§ **SET EXERCISE**
Restate word for word the lines from the one containing "Reviewer note: check that every instance of the young" through the end of the listing below, with both ends included.

(Dataset items)
[Start]

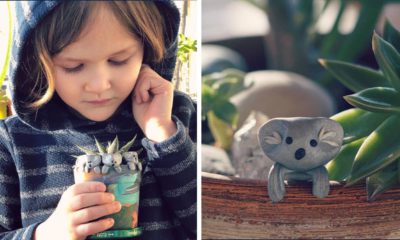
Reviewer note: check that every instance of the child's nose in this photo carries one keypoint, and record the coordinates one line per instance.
(98, 82)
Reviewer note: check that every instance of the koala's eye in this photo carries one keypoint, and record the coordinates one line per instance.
(313, 143)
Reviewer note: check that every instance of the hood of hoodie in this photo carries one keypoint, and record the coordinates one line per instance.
(56, 115)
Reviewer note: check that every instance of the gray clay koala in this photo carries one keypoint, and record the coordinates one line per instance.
(300, 147)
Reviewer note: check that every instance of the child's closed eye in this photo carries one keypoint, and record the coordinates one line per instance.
(73, 69)
(118, 63)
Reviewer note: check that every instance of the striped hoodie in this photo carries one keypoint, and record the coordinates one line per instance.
(37, 148)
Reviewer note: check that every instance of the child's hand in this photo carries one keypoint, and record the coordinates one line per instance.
(74, 216)
(152, 105)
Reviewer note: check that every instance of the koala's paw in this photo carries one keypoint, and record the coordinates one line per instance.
(320, 183)
(276, 187)
(275, 193)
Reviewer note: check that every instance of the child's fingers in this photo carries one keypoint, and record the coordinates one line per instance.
(92, 213)
(90, 199)
(142, 90)
(87, 229)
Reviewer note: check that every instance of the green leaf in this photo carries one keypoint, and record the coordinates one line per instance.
(227, 112)
(380, 149)
(378, 99)
(86, 150)
(208, 97)
(354, 77)
(382, 180)
(358, 123)
(388, 59)
(356, 42)
(221, 131)
(113, 147)
(391, 35)
(128, 145)
(9, 46)
(340, 167)
(100, 147)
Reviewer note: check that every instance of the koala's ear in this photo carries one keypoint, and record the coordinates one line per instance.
(275, 138)
(271, 133)
(331, 133)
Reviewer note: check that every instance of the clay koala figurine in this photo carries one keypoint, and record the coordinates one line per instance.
(300, 147)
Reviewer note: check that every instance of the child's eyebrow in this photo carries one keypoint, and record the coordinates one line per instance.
(72, 59)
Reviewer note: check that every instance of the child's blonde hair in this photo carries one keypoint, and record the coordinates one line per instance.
(65, 23)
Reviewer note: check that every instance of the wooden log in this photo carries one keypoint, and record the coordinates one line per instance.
(234, 208)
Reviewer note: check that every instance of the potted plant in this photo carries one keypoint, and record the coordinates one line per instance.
(4, 101)
(240, 208)
(372, 146)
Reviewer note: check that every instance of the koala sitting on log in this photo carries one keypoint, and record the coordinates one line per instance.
(300, 147)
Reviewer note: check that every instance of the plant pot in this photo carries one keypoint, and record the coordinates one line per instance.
(240, 209)
(125, 186)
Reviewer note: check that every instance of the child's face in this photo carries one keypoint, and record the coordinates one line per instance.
(98, 71)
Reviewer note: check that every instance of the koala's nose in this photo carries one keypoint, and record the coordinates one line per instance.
(300, 153)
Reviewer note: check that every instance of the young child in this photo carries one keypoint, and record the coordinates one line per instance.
(85, 70)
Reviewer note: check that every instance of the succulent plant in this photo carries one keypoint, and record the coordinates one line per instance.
(222, 116)
(108, 157)
(371, 146)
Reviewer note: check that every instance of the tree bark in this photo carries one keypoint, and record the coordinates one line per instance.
(234, 208)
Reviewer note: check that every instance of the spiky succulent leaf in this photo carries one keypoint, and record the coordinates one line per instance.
(340, 167)
(87, 151)
(378, 99)
(382, 180)
(391, 35)
(113, 147)
(100, 147)
(380, 149)
(388, 59)
(355, 77)
(352, 119)
(128, 145)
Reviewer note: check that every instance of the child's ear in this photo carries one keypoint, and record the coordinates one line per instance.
(271, 134)
(331, 133)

[End]

§ **RESPONSE TO THIS TASK**
Reviewer note: check that every instance of the young child in this photo carries one keypoint, and record the coordinates one line per instance.
(85, 70)
Reviewer note: check that every instance of the succulent plant in this photo carries one keypoint, and record the coordinates one line per instance.
(222, 116)
(108, 157)
(371, 146)
Reviewer note: check that every instance of the tree bark in this photo carries one keypoint, and record the coordinates one line per instance.
(234, 208)
Reviewer note: check that every instance of the spiky succulent leaf in this photo carries one keypoint, and record the coordinates one line per instance.
(340, 167)
(87, 151)
(378, 99)
(382, 180)
(391, 35)
(113, 147)
(100, 147)
(380, 149)
(388, 59)
(355, 77)
(352, 119)
(128, 145)
Reviewer note: check that every instance of the child's ear in this photo carries one keypoint, and record the coordinates one line per instance.
(271, 134)
(331, 133)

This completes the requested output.